What is asked: Please copy out the data below, from the line containing "the red dog" through the end of the data, including that first line.

[start of Material supplied]

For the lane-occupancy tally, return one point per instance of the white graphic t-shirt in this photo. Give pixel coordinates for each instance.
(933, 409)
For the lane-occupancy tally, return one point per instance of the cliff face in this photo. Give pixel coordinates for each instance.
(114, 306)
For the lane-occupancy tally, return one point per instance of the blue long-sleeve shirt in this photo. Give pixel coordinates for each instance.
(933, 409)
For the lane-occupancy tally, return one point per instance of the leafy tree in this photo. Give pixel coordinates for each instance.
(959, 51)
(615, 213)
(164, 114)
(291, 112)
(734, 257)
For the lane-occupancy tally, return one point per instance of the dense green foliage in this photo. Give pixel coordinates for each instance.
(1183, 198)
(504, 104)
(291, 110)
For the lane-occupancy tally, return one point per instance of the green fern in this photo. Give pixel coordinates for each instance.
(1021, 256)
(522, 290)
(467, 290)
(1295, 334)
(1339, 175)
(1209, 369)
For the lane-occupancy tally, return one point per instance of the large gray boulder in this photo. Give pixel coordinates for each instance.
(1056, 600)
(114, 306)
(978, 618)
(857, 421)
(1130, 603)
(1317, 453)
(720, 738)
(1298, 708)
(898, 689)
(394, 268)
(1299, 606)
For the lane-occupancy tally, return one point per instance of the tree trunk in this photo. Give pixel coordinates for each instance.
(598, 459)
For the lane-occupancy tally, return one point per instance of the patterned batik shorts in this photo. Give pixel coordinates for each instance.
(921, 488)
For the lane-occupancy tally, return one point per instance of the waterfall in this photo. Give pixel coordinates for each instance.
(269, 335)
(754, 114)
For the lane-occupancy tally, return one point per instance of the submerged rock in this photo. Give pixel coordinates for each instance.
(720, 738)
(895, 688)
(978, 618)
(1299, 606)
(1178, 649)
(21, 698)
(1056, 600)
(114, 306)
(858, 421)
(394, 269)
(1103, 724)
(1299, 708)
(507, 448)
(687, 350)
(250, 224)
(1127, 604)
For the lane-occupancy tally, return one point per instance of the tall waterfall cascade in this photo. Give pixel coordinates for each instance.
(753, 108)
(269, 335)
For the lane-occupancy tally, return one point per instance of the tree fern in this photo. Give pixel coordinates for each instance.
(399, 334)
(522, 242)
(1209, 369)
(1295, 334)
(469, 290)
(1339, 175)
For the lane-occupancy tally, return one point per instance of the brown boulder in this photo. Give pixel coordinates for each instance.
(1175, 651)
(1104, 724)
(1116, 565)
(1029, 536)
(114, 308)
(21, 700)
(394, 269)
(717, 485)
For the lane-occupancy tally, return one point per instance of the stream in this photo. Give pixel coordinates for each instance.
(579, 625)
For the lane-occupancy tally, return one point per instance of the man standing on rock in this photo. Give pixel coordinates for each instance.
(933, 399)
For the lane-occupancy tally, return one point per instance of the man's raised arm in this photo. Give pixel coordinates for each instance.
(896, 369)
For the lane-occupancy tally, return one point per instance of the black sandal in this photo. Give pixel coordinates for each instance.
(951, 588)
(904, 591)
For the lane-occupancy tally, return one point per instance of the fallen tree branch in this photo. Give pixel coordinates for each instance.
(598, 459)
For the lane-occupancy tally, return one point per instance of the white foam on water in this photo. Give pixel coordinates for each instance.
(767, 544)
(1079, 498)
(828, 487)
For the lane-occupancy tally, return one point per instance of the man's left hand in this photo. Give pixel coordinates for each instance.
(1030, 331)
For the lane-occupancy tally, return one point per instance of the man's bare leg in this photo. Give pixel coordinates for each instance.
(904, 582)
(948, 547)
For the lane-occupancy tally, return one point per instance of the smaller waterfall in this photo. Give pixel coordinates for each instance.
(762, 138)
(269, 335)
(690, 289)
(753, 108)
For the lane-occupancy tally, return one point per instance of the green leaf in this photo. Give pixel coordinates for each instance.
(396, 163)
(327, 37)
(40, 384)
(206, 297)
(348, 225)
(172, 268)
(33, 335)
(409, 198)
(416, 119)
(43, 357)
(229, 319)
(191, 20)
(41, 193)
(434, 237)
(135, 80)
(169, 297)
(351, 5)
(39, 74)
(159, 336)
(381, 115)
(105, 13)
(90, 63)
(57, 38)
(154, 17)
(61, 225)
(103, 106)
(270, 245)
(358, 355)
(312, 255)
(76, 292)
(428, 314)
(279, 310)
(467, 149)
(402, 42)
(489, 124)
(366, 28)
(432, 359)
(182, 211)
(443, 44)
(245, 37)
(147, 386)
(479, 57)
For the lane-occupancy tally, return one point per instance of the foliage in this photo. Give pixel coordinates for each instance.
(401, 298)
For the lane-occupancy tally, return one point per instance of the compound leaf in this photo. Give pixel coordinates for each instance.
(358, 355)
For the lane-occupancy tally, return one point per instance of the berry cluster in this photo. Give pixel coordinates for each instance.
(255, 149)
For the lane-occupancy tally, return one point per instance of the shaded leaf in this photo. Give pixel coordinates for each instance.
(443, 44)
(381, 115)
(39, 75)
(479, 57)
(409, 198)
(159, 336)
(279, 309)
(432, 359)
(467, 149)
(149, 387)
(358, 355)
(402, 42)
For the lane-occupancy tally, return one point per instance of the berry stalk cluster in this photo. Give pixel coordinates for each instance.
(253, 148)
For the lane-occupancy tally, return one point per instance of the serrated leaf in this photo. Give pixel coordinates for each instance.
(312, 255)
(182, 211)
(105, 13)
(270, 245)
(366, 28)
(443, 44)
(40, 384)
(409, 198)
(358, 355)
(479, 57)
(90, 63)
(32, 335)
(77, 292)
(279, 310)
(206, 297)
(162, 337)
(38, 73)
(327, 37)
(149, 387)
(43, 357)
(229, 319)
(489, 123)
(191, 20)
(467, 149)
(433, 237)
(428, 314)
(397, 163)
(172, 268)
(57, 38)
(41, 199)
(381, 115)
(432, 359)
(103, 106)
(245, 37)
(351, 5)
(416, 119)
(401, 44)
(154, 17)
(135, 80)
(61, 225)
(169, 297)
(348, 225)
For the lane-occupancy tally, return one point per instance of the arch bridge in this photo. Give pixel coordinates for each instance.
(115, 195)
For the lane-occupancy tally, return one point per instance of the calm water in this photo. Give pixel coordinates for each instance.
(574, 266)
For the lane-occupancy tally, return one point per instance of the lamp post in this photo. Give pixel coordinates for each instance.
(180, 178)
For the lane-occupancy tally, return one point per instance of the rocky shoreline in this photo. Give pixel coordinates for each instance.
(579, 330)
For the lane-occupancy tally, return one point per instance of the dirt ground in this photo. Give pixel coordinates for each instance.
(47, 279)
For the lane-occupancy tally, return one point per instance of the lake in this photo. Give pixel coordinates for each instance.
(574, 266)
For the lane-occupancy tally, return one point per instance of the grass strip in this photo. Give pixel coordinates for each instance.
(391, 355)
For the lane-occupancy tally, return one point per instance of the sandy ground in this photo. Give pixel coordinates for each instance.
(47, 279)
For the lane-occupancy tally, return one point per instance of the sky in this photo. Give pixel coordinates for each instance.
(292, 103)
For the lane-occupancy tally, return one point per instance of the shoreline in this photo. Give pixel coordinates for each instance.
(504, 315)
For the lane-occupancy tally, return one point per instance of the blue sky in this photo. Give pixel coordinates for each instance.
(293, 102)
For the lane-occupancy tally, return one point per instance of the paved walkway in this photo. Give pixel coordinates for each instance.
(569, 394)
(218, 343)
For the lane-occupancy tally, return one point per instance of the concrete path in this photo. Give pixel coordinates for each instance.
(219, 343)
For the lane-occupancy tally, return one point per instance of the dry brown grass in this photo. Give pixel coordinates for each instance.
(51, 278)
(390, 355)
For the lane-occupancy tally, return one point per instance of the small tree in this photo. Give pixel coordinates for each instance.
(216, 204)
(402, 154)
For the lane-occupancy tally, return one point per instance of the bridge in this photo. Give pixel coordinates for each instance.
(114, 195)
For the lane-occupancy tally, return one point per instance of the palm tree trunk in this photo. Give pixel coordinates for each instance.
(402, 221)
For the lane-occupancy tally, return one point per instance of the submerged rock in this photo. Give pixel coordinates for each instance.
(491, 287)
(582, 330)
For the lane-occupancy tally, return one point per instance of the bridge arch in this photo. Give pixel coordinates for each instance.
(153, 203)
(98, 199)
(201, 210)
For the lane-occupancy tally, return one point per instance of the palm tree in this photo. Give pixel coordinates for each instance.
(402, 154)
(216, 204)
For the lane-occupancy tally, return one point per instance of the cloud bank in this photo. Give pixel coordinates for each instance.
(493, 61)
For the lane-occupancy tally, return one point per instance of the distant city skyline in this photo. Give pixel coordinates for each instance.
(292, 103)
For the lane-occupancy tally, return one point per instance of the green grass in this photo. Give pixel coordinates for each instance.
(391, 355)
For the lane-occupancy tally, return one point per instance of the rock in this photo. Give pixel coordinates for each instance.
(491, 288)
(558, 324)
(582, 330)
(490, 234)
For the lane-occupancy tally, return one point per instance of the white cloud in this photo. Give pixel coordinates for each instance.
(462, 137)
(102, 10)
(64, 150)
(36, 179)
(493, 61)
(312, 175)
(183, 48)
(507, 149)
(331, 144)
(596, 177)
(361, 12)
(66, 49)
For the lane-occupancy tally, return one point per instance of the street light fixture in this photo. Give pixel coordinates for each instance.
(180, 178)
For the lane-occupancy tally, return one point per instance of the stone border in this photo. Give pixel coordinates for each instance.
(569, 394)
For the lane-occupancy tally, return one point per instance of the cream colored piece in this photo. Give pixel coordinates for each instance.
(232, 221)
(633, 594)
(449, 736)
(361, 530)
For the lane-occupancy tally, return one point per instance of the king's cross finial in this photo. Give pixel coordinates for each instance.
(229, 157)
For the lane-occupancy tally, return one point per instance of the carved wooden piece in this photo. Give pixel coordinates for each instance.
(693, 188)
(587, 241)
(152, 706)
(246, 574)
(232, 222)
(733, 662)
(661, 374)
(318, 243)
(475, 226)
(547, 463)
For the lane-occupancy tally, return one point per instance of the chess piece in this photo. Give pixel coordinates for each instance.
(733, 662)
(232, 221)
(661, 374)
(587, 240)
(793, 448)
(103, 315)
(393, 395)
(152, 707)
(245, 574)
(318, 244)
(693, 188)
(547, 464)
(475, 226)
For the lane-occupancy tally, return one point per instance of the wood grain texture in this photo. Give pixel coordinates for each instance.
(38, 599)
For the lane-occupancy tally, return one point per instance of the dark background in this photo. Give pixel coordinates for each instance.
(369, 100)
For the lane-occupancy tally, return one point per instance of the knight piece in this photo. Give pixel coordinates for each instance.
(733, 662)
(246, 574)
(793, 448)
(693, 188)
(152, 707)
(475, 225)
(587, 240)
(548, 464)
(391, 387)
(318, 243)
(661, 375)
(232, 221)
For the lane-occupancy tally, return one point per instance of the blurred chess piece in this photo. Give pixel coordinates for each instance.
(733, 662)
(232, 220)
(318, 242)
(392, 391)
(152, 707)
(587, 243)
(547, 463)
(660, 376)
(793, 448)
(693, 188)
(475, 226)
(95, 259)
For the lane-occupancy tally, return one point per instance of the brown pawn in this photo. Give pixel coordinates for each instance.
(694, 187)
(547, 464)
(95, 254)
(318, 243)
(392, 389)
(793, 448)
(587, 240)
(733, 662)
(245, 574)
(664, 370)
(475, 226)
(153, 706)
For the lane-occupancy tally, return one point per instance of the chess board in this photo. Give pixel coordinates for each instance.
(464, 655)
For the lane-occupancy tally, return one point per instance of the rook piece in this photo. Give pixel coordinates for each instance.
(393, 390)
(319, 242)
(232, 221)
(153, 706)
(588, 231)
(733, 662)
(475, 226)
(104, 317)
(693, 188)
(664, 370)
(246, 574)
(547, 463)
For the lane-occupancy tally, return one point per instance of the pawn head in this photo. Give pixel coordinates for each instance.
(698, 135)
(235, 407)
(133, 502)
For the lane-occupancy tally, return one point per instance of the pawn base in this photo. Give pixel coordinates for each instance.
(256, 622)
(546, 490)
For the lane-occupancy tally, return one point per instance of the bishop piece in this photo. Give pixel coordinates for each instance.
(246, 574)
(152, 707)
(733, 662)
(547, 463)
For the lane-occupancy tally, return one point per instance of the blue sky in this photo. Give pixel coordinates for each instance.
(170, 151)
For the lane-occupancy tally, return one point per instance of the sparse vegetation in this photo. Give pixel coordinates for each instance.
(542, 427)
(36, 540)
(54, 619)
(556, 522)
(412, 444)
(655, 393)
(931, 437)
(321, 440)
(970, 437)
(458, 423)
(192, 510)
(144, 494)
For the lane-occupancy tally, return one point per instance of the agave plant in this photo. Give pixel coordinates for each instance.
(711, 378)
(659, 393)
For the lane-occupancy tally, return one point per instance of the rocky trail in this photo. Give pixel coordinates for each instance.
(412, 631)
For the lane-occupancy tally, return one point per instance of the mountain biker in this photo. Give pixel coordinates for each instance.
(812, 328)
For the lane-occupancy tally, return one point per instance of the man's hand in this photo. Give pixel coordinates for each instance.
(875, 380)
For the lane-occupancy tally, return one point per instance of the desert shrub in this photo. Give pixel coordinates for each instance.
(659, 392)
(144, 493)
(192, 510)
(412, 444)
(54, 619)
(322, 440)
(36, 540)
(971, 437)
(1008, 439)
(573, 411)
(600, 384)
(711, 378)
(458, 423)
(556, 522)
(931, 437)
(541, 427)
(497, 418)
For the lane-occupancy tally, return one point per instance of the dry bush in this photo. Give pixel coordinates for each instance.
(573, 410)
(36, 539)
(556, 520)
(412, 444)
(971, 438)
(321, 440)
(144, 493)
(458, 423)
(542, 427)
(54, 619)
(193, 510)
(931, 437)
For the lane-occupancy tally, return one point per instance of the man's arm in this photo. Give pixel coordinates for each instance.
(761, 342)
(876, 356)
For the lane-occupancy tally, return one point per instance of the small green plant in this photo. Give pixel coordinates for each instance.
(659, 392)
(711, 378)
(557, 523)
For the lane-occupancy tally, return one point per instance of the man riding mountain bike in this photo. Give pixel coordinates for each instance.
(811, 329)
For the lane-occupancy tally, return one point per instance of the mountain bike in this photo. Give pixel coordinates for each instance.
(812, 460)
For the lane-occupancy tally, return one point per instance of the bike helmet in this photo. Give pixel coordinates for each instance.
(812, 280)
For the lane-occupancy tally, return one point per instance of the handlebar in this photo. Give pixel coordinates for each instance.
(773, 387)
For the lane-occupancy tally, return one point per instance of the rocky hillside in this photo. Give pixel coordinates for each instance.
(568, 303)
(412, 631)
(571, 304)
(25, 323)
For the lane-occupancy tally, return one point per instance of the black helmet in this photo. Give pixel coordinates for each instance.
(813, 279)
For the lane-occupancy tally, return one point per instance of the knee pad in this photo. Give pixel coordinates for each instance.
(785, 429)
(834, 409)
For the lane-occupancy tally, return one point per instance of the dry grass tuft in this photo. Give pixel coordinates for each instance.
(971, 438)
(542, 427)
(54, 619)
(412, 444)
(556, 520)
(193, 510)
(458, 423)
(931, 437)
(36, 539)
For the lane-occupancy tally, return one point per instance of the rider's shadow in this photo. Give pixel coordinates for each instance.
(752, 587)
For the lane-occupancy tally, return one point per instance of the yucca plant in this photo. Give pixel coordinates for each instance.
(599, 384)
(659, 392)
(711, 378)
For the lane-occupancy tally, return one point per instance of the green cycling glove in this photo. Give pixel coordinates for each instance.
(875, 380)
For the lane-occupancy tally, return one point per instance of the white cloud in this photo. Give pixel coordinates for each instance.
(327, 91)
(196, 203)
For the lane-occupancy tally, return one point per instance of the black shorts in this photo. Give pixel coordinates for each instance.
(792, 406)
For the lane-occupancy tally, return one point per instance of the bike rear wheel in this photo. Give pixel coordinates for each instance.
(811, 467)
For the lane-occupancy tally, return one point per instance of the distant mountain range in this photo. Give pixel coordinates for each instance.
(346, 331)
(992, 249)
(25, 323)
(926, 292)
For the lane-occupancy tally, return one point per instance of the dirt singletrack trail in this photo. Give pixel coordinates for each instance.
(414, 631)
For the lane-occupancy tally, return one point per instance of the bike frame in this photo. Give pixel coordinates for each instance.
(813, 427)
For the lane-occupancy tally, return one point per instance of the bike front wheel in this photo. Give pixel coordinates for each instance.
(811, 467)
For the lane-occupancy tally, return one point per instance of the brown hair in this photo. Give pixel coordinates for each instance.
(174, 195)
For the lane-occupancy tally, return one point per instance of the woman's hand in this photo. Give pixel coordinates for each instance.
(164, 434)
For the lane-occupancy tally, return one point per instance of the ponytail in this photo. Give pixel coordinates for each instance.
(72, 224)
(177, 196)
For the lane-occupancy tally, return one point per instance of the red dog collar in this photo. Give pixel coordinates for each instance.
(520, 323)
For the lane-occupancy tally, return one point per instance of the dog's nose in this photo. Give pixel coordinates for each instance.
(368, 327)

[end of Material supplied]

Exercise solution:
For the lane-occupancy tally, return one point per instance of the red dog collar in this photo. Give pixel coordinates for each instance.
(520, 323)
For the lane-occupancy tally, return one point per instance of the dog's nose in this photo. Give pixel coordinates for each instance.
(368, 327)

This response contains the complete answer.